### Instruction
Output the data from its start through the line containing "(1076, 661)", inclusive, as a numbered list, skipping any blank lines and omitting the pictures.

### Photo object pointing data
══════════════════════════════
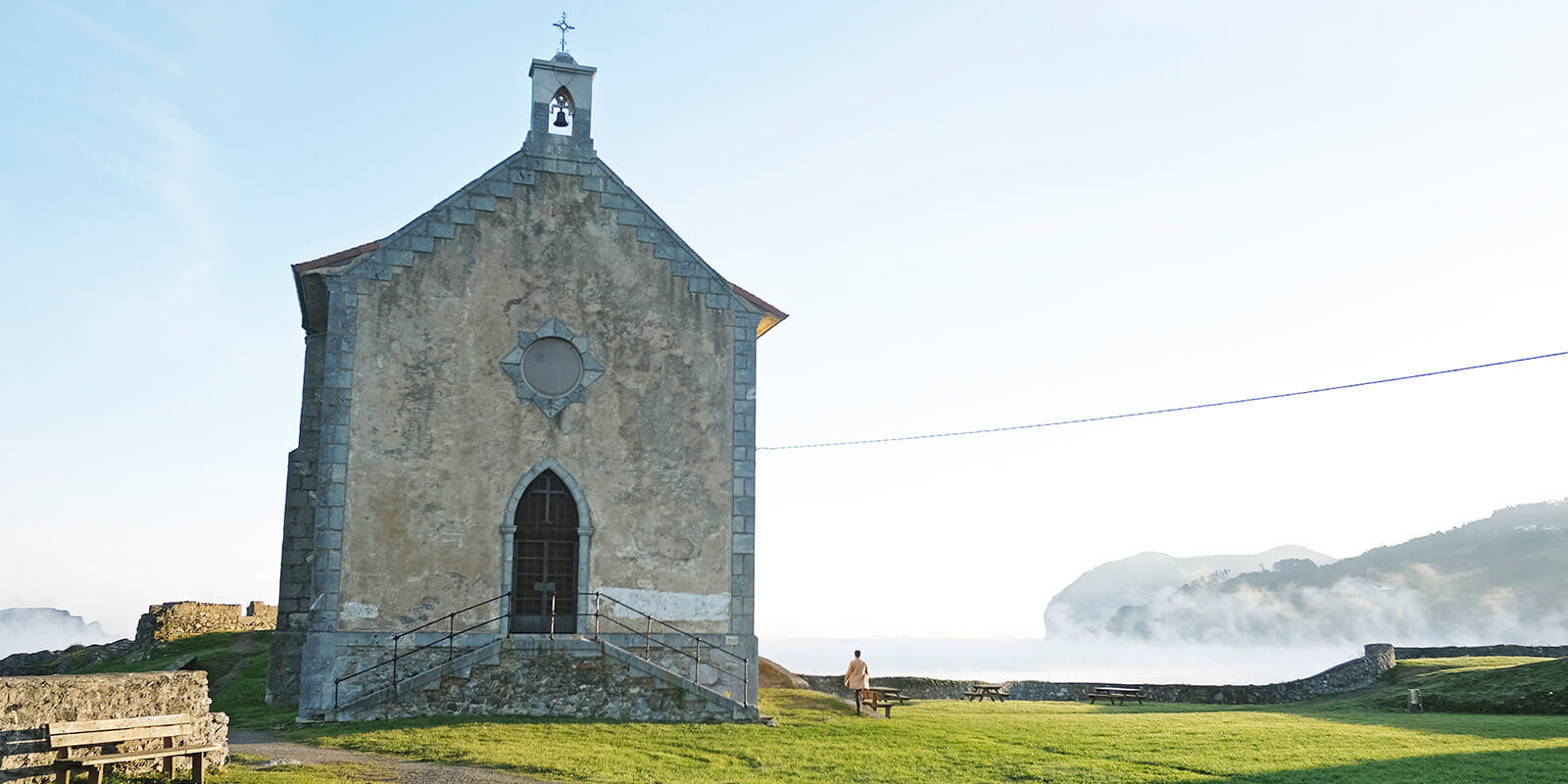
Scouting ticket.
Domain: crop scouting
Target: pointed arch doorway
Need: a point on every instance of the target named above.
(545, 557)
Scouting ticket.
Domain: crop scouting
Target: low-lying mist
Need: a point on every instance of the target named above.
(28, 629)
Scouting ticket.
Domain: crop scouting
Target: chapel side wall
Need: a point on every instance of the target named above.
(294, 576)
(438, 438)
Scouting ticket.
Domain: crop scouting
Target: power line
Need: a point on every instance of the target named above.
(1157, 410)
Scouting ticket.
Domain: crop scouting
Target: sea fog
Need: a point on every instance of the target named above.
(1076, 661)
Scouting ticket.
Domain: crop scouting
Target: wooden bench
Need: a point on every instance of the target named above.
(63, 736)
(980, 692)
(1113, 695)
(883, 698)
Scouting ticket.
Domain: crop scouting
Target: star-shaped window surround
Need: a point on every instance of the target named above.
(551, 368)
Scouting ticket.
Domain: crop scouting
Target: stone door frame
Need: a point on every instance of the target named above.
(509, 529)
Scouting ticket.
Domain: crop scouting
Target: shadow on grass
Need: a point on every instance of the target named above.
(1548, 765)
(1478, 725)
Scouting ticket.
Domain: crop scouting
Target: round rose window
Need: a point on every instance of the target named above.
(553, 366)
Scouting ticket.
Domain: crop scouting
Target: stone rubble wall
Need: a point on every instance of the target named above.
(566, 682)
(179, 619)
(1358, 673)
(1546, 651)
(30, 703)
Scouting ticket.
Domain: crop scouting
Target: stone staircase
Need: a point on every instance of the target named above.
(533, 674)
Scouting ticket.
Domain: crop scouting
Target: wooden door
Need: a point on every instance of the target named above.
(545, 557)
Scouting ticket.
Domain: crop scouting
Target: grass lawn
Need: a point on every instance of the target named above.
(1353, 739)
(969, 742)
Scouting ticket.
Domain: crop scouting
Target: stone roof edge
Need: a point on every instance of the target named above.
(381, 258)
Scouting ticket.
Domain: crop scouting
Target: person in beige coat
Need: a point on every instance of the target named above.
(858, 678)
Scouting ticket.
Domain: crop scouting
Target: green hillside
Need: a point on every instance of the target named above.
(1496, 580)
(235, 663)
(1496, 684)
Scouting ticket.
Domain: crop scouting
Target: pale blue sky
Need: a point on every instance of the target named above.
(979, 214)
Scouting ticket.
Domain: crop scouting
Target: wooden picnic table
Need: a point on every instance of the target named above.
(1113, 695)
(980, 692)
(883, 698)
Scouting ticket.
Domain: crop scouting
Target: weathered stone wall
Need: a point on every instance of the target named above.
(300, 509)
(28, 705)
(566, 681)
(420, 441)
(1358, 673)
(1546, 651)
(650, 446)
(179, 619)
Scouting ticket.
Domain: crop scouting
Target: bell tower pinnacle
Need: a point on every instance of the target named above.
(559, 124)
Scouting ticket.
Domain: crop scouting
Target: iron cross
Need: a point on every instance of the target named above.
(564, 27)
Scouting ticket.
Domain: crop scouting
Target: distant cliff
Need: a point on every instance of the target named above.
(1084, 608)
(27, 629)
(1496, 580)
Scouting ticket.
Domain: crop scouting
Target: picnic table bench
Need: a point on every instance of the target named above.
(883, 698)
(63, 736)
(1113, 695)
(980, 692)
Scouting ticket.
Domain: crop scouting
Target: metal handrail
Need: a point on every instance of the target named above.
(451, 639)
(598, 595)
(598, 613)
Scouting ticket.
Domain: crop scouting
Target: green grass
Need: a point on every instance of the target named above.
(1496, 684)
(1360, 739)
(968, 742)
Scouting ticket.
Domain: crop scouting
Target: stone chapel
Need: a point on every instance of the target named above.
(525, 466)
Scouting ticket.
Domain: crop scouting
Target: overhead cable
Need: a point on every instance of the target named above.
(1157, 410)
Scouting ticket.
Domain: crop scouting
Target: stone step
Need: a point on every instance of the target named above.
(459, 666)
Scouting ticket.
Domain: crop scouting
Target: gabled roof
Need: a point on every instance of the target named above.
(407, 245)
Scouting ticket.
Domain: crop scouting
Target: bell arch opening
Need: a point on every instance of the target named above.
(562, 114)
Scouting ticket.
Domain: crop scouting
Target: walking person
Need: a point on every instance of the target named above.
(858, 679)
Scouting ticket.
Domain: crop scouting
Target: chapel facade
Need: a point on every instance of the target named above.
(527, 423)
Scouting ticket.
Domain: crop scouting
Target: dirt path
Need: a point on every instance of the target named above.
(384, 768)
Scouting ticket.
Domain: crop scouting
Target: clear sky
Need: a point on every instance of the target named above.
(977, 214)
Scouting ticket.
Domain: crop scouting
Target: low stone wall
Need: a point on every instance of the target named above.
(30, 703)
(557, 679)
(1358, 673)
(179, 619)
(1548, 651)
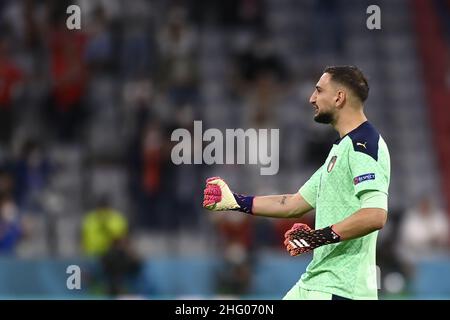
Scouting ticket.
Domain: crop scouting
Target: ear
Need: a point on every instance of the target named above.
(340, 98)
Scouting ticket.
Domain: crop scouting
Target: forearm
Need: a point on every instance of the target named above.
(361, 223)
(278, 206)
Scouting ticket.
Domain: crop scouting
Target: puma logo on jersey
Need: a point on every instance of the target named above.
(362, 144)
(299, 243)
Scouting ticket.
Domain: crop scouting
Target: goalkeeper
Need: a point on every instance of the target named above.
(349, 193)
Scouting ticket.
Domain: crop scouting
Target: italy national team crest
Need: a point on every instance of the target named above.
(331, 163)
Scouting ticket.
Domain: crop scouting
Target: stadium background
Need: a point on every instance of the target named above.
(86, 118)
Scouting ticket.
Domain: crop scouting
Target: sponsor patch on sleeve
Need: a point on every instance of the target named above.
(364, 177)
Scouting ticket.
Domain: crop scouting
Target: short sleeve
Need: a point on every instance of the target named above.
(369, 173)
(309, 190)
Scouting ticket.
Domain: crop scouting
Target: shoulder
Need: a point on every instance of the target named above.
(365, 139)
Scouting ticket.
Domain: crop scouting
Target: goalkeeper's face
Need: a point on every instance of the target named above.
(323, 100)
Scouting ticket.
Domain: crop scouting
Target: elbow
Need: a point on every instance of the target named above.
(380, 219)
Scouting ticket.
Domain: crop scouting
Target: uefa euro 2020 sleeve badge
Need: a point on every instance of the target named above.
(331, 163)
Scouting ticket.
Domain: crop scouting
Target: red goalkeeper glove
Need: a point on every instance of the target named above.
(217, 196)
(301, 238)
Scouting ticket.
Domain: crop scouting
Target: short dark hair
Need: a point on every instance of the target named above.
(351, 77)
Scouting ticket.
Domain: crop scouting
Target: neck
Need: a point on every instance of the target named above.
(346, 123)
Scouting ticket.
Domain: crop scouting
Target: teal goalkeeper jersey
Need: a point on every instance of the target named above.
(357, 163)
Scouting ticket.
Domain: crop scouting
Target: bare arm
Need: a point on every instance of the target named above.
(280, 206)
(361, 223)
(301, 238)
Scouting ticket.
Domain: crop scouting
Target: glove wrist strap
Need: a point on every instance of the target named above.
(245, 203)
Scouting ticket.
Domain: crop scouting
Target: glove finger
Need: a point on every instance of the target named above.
══════════════════════════════
### Exercise answer
1. Scouting ticket.
2. Domain: crop scouting
3. Target: pointed arch doorway
4. Need: a point on every instance of the target named above.
5. (545, 557)
6. Scouting ticket.
7. Domain: crop scouting
8. Target: low-lying mist
9. Need: a point on every instance of the target named above.
10. (28, 629)
11. Scouting ticket.
12. Domain: crop scouting
13. Target: chapel side wall
14. Need: a point on every instance of the target named above.
15. (294, 576)
16. (438, 438)
17. Scouting ticket.
18. Domain: crop scouting
19. Target: power line
20. Need: a point on every instance of the target named above.
21. (1157, 410)
22. Scouting ticket.
23. Domain: crop scouting
24. Target: sea fog
25. Need: a point on every instance of the target named above.
26. (1076, 661)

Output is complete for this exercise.